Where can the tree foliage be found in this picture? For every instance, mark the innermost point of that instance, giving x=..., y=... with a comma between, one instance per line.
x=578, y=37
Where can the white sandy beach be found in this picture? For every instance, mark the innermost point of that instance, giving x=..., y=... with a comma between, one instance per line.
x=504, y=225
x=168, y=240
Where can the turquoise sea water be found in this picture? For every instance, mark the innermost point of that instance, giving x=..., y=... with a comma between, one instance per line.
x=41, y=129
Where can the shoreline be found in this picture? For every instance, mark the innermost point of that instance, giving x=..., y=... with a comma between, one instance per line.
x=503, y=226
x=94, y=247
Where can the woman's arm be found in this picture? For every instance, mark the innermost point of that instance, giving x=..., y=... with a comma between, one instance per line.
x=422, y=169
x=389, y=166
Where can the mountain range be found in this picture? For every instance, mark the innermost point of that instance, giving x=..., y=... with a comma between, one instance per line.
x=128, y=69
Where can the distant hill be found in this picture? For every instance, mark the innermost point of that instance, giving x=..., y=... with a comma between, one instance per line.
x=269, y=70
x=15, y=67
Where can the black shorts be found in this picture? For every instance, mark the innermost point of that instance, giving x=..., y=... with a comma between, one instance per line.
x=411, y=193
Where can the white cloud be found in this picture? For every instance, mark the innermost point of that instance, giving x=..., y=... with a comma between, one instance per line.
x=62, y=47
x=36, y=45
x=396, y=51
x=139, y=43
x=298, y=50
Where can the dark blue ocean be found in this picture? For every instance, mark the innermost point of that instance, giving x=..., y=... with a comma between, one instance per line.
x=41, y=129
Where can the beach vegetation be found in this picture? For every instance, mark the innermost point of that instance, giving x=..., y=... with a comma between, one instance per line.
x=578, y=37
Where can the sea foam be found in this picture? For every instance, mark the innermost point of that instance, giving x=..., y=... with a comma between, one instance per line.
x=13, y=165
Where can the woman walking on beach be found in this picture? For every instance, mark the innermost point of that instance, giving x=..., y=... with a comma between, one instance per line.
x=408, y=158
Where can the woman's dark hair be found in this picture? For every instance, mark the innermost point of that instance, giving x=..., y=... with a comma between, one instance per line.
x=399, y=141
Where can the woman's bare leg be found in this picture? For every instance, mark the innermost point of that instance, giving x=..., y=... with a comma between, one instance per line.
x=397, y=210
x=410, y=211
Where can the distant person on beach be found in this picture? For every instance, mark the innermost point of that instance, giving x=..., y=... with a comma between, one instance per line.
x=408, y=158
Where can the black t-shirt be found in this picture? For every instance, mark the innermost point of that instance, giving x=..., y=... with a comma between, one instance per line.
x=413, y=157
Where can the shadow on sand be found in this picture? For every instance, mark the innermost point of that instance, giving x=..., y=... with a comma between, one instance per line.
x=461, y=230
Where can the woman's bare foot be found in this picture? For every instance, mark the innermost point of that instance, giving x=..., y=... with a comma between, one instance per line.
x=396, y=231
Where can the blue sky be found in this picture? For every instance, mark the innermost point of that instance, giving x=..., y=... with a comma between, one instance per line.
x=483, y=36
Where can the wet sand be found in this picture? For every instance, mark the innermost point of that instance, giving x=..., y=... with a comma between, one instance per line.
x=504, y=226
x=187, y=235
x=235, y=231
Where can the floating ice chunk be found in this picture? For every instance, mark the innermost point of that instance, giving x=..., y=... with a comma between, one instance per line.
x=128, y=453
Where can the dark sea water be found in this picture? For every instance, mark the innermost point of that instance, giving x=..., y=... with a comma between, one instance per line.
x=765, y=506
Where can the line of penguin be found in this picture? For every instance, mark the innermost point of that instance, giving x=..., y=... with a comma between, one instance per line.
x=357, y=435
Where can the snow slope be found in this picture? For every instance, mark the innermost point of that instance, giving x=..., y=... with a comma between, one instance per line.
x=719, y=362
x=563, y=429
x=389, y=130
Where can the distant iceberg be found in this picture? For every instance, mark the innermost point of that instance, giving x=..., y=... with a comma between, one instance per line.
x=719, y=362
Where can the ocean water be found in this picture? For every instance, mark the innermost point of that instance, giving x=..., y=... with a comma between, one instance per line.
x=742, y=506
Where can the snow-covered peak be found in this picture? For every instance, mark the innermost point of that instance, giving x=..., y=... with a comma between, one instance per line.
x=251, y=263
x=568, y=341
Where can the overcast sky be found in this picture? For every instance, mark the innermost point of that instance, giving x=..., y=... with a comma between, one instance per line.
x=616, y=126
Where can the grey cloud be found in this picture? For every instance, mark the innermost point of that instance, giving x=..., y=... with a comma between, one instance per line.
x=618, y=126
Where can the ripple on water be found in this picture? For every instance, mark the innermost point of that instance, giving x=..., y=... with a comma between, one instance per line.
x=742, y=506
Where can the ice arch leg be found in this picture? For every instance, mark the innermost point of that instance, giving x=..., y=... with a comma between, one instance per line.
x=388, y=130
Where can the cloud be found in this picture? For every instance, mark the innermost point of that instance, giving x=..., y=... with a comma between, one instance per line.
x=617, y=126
================
WHAT THE TASK ASKS:
Rewrite the part that opens with the line containing "Where can the woman's dark" and closes with the line containing "x=410, y=211", keeping the requests as they are but multiplying every coordinate in the answers by 1.85 and rounding each to a whole number, with halves rounded up.

EXERCISE RESPONSE:
Where can the woman's dark hair be found in this picture? For every instance, mark the innermost point of that instance, giving x=..., y=... with a comma between, one instance per line.
x=738, y=261
Where can the woman's bare leg be found in this picture? For every instance, mark the innermost point of that instance, giving x=..., y=... with a comma between, one instance per line.
x=734, y=389
x=759, y=390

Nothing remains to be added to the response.